(Direction) Rewrite the material below, replacing "integer pixel coords" with "whole-number pixel coordinates" wherever it occurs and changing nothing else. Omit the pictures from your answer.

(Extracted material)
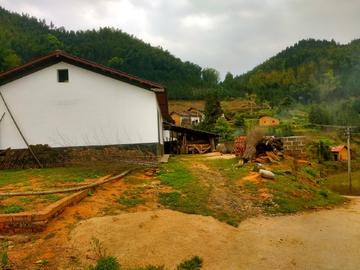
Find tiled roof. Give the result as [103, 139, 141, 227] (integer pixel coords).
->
[330, 145, 347, 153]
[0, 51, 173, 123]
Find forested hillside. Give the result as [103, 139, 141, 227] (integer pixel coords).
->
[233, 39, 360, 105]
[0, 7, 219, 99]
[0, 7, 360, 106]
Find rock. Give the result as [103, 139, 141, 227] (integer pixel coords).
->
[254, 163, 265, 172]
[259, 169, 275, 179]
[216, 143, 226, 153]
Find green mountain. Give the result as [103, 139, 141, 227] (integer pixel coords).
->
[232, 39, 360, 105]
[0, 7, 360, 106]
[0, 7, 217, 99]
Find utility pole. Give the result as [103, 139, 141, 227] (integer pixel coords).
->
[346, 126, 351, 192]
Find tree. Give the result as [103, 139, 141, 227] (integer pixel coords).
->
[201, 68, 220, 84]
[108, 56, 124, 69]
[213, 117, 234, 142]
[197, 92, 222, 131]
[309, 104, 331, 125]
[234, 115, 245, 128]
[44, 34, 64, 53]
[4, 54, 21, 70]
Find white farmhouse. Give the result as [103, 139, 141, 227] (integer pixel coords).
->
[0, 51, 172, 155]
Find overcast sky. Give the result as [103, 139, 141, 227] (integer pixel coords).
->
[0, 0, 360, 79]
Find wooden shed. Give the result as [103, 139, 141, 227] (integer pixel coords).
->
[164, 124, 221, 154]
[330, 145, 348, 161]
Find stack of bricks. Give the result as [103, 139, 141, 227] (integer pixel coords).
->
[281, 136, 306, 157]
[0, 189, 88, 235]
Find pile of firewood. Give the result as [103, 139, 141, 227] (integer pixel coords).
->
[244, 136, 283, 163]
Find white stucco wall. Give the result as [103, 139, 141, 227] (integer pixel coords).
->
[0, 62, 163, 149]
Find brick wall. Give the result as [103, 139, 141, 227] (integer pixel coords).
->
[281, 136, 306, 157]
[0, 189, 88, 235]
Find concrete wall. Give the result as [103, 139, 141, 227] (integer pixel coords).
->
[0, 62, 163, 149]
[281, 136, 306, 157]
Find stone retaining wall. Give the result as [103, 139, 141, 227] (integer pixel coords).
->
[281, 136, 307, 157]
[0, 189, 88, 235]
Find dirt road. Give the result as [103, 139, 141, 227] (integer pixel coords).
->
[66, 198, 360, 270]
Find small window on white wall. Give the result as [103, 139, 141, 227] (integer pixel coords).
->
[58, 69, 69, 82]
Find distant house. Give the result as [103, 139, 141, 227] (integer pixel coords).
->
[188, 107, 205, 122]
[330, 145, 348, 161]
[0, 51, 173, 155]
[170, 110, 203, 126]
[259, 115, 280, 127]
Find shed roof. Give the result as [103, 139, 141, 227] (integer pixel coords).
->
[164, 124, 221, 137]
[188, 107, 205, 112]
[0, 51, 173, 122]
[258, 115, 279, 120]
[330, 145, 347, 153]
[170, 111, 198, 117]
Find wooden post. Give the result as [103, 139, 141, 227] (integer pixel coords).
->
[210, 137, 216, 152]
[0, 92, 43, 169]
[346, 127, 351, 192]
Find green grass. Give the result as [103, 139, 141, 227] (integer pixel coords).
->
[1, 203, 25, 214]
[263, 175, 347, 213]
[115, 196, 145, 208]
[205, 158, 252, 185]
[158, 158, 195, 189]
[158, 158, 244, 227]
[0, 167, 107, 187]
[158, 158, 212, 216]
[324, 171, 360, 196]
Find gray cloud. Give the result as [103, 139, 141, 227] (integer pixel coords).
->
[0, 0, 360, 78]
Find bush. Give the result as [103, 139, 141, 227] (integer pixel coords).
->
[90, 256, 120, 270]
[176, 256, 203, 270]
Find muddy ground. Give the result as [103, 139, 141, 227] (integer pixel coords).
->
[2, 156, 360, 269]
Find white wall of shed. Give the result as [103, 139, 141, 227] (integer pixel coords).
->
[0, 62, 163, 149]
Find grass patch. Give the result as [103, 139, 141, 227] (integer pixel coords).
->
[158, 158, 195, 189]
[245, 180, 259, 195]
[115, 196, 145, 208]
[323, 171, 360, 196]
[40, 194, 62, 203]
[3, 203, 25, 214]
[0, 167, 108, 187]
[205, 158, 251, 185]
[263, 176, 347, 213]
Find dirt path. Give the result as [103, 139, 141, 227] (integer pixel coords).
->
[67, 198, 360, 269]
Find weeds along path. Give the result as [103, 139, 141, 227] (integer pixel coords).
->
[190, 156, 262, 221]
[62, 199, 360, 270]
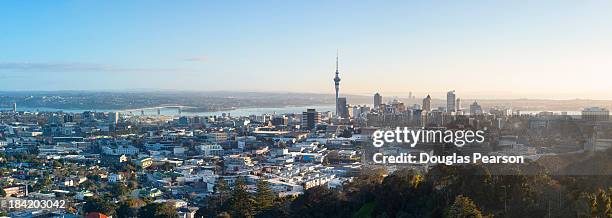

(Finished answer)
Find tiled roof. Give the result as [103, 139, 141, 227] (whole-number pixel coordinates).
->
[330, 145, 347, 153]
[0, 51, 173, 123]
Find forested hillside. Give the result as [103, 139, 141, 227] (whole-number pixel coordinates).
->
[233, 39, 360, 105]
[0, 7, 219, 99]
[0, 7, 360, 106]
Find rock. Give the result as [103, 139, 141, 227] (whole-number pixel coordinates).
->
[254, 163, 265, 172]
[259, 169, 275, 179]
[216, 143, 226, 153]
Find green mountain. Give the result as [103, 139, 141, 227] (whole-number pixel coordinates).
->
[232, 39, 360, 105]
[0, 7, 360, 106]
[0, 7, 217, 99]
Find utility pole. Give the result as [103, 139, 141, 227] (whole-number pixel coordinates).
->
[346, 126, 351, 192]
Find tree. Give the result as [103, 139, 141, 227] (whole-number pixel coordinates).
->
[201, 68, 220, 84]
[108, 56, 124, 69]
[213, 117, 234, 142]
[197, 92, 222, 131]
[309, 104, 331, 125]
[234, 115, 245, 128]
[44, 34, 64, 53]
[4, 54, 21, 70]
Find white farmhouse. Give the result as [103, 139, 141, 227] (whole-number pixel coordinates).
->
[0, 51, 172, 155]
Find overcast sky. Give the result as [103, 139, 141, 227] (whole-number pixel coordinates).
->
[0, 0, 360, 79]
Find wooden shed. Give the result as [103, 139, 141, 227] (whole-number pixel coordinates).
->
[164, 124, 221, 154]
[330, 145, 348, 161]
Find stack of bricks. Give the result as [103, 139, 141, 227] (whole-number pixel coordinates).
->
[281, 136, 306, 157]
[0, 189, 88, 235]
Find pile of firewood. Give the result as [103, 139, 141, 227] (whole-number pixel coordinates).
->
[244, 136, 283, 163]
Find white stucco wall. Give the result as [103, 139, 141, 227] (whole-number pixel coordinates).
->
[0, 62, 163, 149]
Find brick wall. Give the result as [103, 139, 141, 227] (whole-number pixel coordinates).
->
[281, 136, 306, 157]
[0, 189, 88, 235]
Find concrete wall. Give the result as [103, 139, 141, 227] (whole-number pixel coordinates).
->
[0, 62, 163, 149]
[281, 136, 306, 157]
Find stone retaining wall. Give the result as [103, 139, 141, 227] (whole-number pixel coordinates).
->
[281, 136, 307, 157]
[0, 189, 88, 235]
Find dirt road. Give the result as [103, 139, 141, 227] (whole-number pixel coordinates).
->
[66, 198, 360, 270]
Find small window on white wall. Give the result as [103, 139, 141, 227] (whole-number pixel coordinates).
->
[58, 69, 69, 82]
Find distant house. Give the result as [103, 139, 141, 227] (whole-number pixel coordinates).
->
[188, 107, 205, 122]
[330, 145, 348, 161]
[0, 51, 173, 155]
[170, 110, 203, 126]
[259, 115, 280, 127]
Find shed roof. Give the result as [103, 139, 141, 227] (whole-number pixel coordinates).
->
[164, 124, 221, 137]
[188, 107, 205, 112]
[0, 51, 173, 122]
[258, 115, 279, 120]
[330, 145, 347, 153]
[170, 111, 198, 117]
Find wooden post. Give the result as [103, 139, 141, 227] (whole-number pixel coordinates).
->
[210, 137, 216, 152]
[0, 92, 43, 169]
[346, 127, 351, 192]
Find green grass. Give the result as [103, 139, 141, 227] (whole-number pixel coordinates).
->
[1, 203, 25, 214]
[263, 175, 347, 213]
[115, 196, 145, 208]
[205, 158, 252, 185]
[158, 158, 195, 189]
[158, 158, 244, 227]
[0, 167, 107, 187]
[158, 158, 212, 216]
[324, 171, 360, 196]
Find gray cloud. Give the result as [103, 139, 141, 227] (whole-number pixel coordinates).
->
[0, 0, 360, 78]
Find bush. Give the result as [103, 139, 141, 227] (whole-number pixel coordinates).
->
[90, 256, 120, 270]
[176, 256, 203, 270]
Find muddy ground. Give the result as [103, 139, 141, 227] (whole-number pixel coordinates).
->
[2, 156, 360, 269]
Find white wall of shed. Give the result as [103, 139, 141, 227] (whole-number pixel coordinates).
->
[0, 62, 163, 149]
Find grass patch. Give the result as [103, 139, 141, 227] (whole-number pixel coordinates).
->
[158, 158, 195, 189]
[245, 180, 259, 195]
[115, 196, 145, 208]
[323, 171, 360, 196]
[40, 194, 62, 203]
[3, 203, 25, 214]
[0, 167, 108, 187]
[205, 158, 251, 185]
[263, 176, 347, 213]
Find dirt path. Give the result as [103, 139, 141, 227] (whole-number pixel coordinates).
->
[67, 198, 360, 269]
Find weeds along path. Give the result as [103, 139, 141, 227] (whole-number pixel coordinates).
->
[190, 156, 262, 221]
[62, 199, 360, 270]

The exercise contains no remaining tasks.